◆ DATA FOR THIS TASK
----

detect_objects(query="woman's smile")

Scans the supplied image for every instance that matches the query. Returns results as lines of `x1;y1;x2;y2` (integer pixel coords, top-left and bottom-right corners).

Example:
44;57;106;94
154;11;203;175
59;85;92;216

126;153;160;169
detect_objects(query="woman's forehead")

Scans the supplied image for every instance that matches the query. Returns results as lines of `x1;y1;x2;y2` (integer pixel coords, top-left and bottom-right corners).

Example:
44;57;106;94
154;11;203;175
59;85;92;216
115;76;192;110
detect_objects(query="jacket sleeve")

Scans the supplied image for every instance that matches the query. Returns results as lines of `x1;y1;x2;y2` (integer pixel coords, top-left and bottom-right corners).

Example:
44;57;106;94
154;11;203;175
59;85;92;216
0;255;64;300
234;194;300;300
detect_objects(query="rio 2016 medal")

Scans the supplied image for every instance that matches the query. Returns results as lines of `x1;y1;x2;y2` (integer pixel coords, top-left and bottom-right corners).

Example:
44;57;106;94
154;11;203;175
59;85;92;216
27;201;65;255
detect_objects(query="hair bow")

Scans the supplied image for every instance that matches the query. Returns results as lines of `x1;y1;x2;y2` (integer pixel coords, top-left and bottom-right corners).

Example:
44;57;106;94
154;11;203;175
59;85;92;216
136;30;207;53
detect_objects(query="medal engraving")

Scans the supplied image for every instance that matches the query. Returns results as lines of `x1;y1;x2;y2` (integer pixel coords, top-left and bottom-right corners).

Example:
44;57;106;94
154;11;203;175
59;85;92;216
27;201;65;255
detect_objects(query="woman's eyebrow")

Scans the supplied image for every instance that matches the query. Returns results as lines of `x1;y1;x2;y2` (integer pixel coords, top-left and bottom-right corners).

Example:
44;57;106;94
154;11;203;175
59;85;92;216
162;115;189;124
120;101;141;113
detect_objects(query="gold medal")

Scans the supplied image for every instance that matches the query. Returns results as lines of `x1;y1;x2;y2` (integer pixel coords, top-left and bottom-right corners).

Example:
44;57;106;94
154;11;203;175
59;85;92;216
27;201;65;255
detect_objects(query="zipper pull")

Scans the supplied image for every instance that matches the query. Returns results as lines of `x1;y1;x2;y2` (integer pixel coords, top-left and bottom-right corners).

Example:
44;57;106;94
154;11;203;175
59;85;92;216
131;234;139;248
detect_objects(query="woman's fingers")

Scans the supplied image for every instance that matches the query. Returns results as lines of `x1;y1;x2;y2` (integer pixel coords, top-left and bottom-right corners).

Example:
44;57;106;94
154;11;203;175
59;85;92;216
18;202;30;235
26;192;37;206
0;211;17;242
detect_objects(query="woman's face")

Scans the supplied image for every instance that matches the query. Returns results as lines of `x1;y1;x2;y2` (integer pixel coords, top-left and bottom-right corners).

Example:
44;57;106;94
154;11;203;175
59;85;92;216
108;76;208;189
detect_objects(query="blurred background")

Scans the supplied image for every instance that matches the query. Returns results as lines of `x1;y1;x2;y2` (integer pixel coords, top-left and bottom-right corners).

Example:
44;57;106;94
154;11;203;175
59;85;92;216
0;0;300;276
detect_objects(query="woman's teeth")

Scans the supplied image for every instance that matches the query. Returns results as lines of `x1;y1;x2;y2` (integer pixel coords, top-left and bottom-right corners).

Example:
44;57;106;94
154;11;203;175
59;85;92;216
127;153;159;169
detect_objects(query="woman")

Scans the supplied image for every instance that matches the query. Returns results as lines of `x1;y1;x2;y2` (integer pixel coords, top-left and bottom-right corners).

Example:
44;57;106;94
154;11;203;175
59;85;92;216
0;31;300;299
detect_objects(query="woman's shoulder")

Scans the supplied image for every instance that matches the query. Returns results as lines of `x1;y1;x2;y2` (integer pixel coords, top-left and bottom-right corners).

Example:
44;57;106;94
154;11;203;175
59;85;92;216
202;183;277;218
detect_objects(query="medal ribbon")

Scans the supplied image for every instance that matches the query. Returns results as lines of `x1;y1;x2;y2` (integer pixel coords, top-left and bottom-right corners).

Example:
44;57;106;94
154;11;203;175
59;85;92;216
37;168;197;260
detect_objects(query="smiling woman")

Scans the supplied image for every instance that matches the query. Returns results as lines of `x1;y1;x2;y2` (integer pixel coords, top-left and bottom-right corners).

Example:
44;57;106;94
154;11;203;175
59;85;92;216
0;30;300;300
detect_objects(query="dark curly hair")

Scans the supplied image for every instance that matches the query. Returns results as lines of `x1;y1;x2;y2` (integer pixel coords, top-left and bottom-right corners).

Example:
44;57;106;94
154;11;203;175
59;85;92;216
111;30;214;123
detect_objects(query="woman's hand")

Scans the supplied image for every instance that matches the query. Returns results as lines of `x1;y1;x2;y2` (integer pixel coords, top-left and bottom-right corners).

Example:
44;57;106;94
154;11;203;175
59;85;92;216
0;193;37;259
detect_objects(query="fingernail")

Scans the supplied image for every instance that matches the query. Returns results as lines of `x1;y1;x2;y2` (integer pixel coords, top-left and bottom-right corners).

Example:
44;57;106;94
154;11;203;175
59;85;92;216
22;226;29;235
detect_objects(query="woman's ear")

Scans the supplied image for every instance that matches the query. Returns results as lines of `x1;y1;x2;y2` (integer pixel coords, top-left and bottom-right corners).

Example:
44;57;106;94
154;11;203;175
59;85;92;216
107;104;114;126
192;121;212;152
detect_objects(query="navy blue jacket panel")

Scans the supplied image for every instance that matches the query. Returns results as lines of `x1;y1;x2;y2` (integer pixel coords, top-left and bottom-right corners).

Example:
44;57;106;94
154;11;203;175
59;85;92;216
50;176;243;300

----

◆ DIRECTIONS FOR THIS TASK
Write out all the entries above again, changing every "coords" to "coordinates" and leaving everything else the same.

◆ ANSWER TO THE EXERCISE
detect_objects(query="woman's smile")

Scans the supplied image for every instance that matches the query. Returns results as lines of `x1;y1;x2;y2` (integer pixel coordinates, top-left and bottom-right corners).

Example:
44;57;106;94
154;11;203;175
59;85;92;216

126;153;160;169
detect_objects(query="woman's forehead")

Scans the supplied image for every instance that matches the query. Returns results as lines of `x1;y1;x2;y2` (integer pixel coordinates, top-left and bottom-right corners).

Example:
44;57;106;94
154;11;203;175
59;85;92;216
115;76;192;110
detect_objects(query="jacket sleeve")

Scans the supplied image for every instance that matches the query. Returns results as lines of `x1;y1;x2;y2` (integer pixel coordinates, top-left and bottom-right corners).

Example:
44;57;106;94
154;11;203;175
59;85;92;216
0;255;64;300
234;194;300;300
detect_objects(query="rio 2016 medal")

Scans the supplied image for every instance that matches the query. Returns results as lines of `x1;y1;x2;y2` (integer pixel coordinates, top-left and bottom-right corners).

Example:
44;57;106;94
154;11;203;175
59;85;92;216
27;201;65;255
detect_objects(query="hair bow")

Scans the supplied image for every instance that matches the query. Returns results as lines of `x1;y1;x2;y2` (integer pixel coordinates, top-left and bottom-right corners).

Example:
44;57;106;94
154;11;203;175
59;85;92;216
136;30;207;53
detect_objects(query="medal engraving")

Scans the supplied image for every instance that matches the query. Returns results as lines of `x1;y1;x2;y2` (integer pixel coordinates, top-left and bottom-right corners).

Example:
44;57;106;94
154;11;203;175
59;85;92;216
27;201;65;255
detect_objects(query="woman's eyebrow")

Scans the supplied image for every instance that matches the query. Returns results as lines of `x1;y1;x2;y2` (integer pixel coordinates, top-left and bottom-right corners).

Example:
44;57;106;94
154;11;203;175
59;85;92;216
162;115;189;124
120;101;141;113
detect_objects(query="gold medal")

Scans the supplied image for every instance that matches the query. Returns results as lines of `x1;y1;x2;y2` (integer pixel coordinates, top-left and bottom-right corners).

Example:
44;57;106;94
154;11;203;175
59;85;92;216
27;201;65;255
detect_objects(query="zipper pull")

Scans the supplied image for every instance that matches the query. Returns results as lines of `x1;y1;x2;y2` (integer pixel coordinates, top-left and bottom-right corners).

Example:
44;57;106;94
154;11;203;175
59;85;92;216
131;234;139;248
detect_objects(query="woman's fingers")

Scans the supplied image for every instance that matches the query. Returns results as lines of `x1;y1;x2;y2` (integer pixel coordinates, top-left and bottom-right corners).

Example:
44;57;106;94
154;11;203;175
59;85;92;216
18;202;30;235
26;192;37;206
0;211;17;242
detect_objects(query="woman's face")

Scans the supplied image for every instance that matches the query. Returns results as lines of `x1;y1;x2;y2` (integer pixel coordinates, top-left and bottom-right corners).

Example:
44;57;106;94
154;11;203;175
59;85;92;216
108;76;208;189
detect_objects(query="blurred background")

Scans the supplied image for every instance that matches the query. Returns results as lines of `x1;y1;x2;y2` (integer pixel coordinates, top-left and bottom-right corners).

Example:
44;57;106;94
154;11;203;175
59;85;92;216
0;0;300;276
detect_objects(query="woman's teeth")

Scans the supplied image for every instance that matches the query. Returns results as lines of `x1;y1;x2;y2` (integer pixel coordinates, top-left and bottom-right corners).

Example:
44;57;106;94
154;11;203;175
59;85;92;216
127;153;159;169
detect_objects(query="woman")

Scans the supplied image for every instance that matches the query. Returns results as lines of `x1;y1;x2;y2` (integer pixel coordinates, top-left and bottom-right corners).

Example:
44;57;106;94
154;11;203;175
59;85;92;216
0;31;300;299
detect_objects(query="woman's shoulder")

Scans the supplied image for every instance that matches the query. Returns results as lines of `x1;y1;x2;y2` (integer pixel coordinates, top-left and bottom-right corners).

Example:
44;57;106;94
154;11;203;175
59;85;92;216
202;183;277;218
detect_objects(query="medal ribbon")

Scans the supplied image for every instance that matches the query. Returns results as lines of `x1;y1;x2;y2` (integer pixel coordinates, top-left and bottom-right corners).

Example:
44;57;106;94
154;11;203;175
59;85;92;216
37;168;197;260
detect_objects(query="smiling woman")

Scans the supplied image for every instance that matches the query. Returns results as lines of `x1;y1;x2;y2` (integer pixel coordinates, top-left and bottom-right corners).

Example:
44;57;106;94
154;11;203;175
59;85;92;216
0;30;300;300
detect_objects(query="dark curly hair")

Scans the supplied image for every instance that matches the query. Returns results as lines of `x1;y1;x2;y2` (integer pixel coordinates, top-left and bottom-right corners).

Example:
44;57;106;94
154;11;203;175
59;85;92;216
111;30;214;123
detect_objects(query="woman's hand")

Scans the supplied image for every instance that matches the query. Returns results as lines of `x1;y1;x2;y2` (integer pixel coordinates, top-left and bottom-right corners).

Example:
44;57;106;94
154;11;203;175
59;85;92;216
0;193;37;259
detect_objects(query="fingernail")

Scans the supplied image for every instance that matches the query. Returns results as lines of `x1;y1;x2;y2` (integer pixel coordinates, top-left and bottom-right corners).

Example:
44;57;106;94
154;11;203;175
59;85;92;216
22;226;29;235
detect_objects(query="woman's ear")

Scans the supplied image for every instance that matches the query. Returns results as lines of `x1;y1;x2;y2` (integer pixel coordinates, top-left and bottom-right corners).

Example:
44;57;106;94
154;11;203;175
59;85;92;216
107;104;114;126
192;121;212;152
detect_objects(query="navy blue jacket panel")

Scans the supplied image for every instance that matches the query. Returns results as lines of `x1;y1;x2;y2` (integer pixel coordinates, top-left and bottom-right corners).

Example:
44;57;106;94
154;11;203;175
59;85;92;216
50;176;243;300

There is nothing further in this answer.